■ Action item
Scan the listing and copy each line where the word "light" is present.
-------
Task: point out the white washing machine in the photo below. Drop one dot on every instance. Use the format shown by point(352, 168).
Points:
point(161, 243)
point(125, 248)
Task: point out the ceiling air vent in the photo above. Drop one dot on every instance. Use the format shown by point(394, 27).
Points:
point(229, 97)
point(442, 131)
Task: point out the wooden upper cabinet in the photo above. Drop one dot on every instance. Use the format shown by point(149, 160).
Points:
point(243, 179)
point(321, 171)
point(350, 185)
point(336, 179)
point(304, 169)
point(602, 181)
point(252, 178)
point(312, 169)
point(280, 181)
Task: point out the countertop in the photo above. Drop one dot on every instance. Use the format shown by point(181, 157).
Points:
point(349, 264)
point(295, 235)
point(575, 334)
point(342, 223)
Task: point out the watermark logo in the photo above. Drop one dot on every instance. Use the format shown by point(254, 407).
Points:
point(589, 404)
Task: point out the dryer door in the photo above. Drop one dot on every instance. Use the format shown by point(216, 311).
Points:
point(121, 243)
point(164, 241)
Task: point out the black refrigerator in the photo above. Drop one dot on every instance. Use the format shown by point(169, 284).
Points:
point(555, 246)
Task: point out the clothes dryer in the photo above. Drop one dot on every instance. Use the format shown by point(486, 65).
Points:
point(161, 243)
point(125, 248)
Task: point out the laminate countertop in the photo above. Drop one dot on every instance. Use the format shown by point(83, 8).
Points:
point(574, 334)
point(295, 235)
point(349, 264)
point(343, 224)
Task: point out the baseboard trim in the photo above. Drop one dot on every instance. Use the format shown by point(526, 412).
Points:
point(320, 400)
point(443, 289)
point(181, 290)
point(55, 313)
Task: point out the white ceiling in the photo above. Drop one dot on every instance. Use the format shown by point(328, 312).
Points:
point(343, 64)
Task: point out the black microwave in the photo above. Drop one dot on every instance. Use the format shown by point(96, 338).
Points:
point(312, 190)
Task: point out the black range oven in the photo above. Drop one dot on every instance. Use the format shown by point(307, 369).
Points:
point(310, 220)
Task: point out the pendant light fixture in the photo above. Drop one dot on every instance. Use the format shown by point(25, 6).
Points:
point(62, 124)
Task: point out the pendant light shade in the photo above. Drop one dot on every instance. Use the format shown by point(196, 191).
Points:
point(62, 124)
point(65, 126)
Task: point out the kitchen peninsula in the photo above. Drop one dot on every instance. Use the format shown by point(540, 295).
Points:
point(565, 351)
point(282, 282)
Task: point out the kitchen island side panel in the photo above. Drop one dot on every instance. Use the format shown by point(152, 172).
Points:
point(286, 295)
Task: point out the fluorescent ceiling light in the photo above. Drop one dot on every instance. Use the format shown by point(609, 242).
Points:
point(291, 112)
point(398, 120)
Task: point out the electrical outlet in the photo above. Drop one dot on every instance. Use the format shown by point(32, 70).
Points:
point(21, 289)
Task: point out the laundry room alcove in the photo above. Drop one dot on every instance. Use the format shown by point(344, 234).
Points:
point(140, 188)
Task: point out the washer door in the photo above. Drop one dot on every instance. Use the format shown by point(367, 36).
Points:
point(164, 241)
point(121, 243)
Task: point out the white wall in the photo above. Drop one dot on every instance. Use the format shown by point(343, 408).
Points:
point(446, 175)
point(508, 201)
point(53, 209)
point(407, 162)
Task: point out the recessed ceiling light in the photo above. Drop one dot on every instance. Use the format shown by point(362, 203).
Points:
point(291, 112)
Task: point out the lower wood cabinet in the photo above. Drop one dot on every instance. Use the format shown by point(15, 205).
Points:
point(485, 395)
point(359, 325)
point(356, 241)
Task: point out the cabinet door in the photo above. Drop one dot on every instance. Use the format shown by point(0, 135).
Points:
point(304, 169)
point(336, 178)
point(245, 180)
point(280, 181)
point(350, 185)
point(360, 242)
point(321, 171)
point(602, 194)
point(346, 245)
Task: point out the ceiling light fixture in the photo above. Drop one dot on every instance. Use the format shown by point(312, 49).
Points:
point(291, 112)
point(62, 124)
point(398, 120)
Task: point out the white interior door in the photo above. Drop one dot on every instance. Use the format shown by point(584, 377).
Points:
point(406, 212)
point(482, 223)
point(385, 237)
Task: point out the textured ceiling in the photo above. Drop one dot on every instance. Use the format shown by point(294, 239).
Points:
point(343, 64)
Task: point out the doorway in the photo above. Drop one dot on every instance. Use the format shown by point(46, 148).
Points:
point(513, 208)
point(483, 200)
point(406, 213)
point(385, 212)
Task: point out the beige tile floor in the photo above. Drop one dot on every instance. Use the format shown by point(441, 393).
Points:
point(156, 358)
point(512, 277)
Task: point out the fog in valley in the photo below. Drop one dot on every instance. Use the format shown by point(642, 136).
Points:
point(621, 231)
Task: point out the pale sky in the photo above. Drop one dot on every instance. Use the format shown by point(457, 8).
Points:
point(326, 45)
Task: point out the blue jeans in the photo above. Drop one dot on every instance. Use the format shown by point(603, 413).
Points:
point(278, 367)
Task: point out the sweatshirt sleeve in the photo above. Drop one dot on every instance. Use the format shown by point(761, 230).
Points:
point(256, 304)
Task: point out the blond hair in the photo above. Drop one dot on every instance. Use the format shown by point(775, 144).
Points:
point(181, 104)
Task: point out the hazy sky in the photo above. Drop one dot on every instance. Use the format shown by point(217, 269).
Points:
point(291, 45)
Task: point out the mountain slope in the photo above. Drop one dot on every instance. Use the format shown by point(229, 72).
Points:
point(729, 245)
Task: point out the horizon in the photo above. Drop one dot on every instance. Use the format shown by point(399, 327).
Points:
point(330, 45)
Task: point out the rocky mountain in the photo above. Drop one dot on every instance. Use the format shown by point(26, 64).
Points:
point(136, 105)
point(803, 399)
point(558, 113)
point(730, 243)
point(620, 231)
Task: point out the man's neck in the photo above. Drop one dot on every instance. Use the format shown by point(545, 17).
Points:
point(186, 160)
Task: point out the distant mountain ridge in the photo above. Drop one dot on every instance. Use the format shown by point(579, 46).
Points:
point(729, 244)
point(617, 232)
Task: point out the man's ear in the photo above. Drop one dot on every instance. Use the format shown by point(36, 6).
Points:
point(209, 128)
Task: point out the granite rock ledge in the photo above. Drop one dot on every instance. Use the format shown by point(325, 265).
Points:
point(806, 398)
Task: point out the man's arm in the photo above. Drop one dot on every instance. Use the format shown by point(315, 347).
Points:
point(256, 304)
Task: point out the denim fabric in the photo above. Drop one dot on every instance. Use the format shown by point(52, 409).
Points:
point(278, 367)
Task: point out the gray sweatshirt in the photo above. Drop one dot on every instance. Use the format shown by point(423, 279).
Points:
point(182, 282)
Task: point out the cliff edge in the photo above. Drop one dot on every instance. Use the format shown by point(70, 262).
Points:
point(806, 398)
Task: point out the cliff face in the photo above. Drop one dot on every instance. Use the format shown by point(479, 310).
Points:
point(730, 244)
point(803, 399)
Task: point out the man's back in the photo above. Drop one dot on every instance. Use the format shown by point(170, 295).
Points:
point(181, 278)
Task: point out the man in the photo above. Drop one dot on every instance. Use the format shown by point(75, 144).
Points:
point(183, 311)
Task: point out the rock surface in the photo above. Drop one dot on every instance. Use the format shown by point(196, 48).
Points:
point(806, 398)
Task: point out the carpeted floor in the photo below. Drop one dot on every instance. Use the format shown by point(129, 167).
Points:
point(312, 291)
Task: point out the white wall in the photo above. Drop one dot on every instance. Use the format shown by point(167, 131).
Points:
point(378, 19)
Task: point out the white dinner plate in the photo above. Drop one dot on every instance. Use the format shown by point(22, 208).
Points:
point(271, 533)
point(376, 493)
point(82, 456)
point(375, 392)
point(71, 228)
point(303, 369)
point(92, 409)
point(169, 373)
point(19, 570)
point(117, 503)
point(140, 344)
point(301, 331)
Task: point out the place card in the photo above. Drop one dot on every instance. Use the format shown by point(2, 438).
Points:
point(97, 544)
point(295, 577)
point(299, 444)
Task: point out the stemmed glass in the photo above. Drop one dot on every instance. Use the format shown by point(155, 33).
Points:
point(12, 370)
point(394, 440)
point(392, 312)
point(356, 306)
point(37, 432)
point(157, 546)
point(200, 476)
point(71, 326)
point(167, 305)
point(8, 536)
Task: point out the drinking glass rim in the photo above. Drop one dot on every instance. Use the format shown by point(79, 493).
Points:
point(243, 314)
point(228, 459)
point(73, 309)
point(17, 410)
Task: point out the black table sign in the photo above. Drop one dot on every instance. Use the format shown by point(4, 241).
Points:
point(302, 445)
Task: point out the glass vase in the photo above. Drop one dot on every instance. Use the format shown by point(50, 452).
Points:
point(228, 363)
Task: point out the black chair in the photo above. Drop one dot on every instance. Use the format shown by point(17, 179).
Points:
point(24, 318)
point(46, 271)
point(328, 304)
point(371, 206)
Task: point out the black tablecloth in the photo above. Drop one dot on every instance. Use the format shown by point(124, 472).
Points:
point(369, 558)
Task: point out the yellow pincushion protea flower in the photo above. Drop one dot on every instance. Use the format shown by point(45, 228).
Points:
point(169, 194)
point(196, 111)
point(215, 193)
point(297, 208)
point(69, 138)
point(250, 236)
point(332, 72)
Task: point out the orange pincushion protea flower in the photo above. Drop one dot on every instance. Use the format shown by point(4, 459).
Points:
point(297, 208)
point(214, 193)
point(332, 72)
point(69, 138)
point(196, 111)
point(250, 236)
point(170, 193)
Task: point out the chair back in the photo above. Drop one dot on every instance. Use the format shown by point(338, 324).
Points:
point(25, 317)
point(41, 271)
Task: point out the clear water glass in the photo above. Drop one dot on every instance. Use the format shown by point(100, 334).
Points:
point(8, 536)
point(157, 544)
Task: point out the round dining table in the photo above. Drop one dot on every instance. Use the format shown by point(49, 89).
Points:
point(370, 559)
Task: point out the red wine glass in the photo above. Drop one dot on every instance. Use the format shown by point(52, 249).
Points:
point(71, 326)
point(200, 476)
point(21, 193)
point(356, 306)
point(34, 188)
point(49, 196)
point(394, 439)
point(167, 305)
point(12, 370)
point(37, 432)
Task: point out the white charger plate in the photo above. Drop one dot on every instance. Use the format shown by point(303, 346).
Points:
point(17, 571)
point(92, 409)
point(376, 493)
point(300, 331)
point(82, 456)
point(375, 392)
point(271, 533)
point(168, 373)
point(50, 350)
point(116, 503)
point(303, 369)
-------
■ Task solution
Task: point out the pendant light fixture in the photo above. Drop one dot on every instance. Use the format shown by point(25, 6).
Task: point out the pendant light shade in the photo above. Drop one dot on every instance. Use the format shown by point(196, 191).
Task: point out the fluorescent ceiling light in the photo above. Drop one dot on every instance. Use the format shown by point(609, 242).
Task: point out the recessed ceiling light in the photo above. Drop one dot on every instance. Use the format shown by point(362, 203).
Task: point out the ceiling light fixture in the photo above. Drop one dot on every instance. Use the format shown by point(312, 49).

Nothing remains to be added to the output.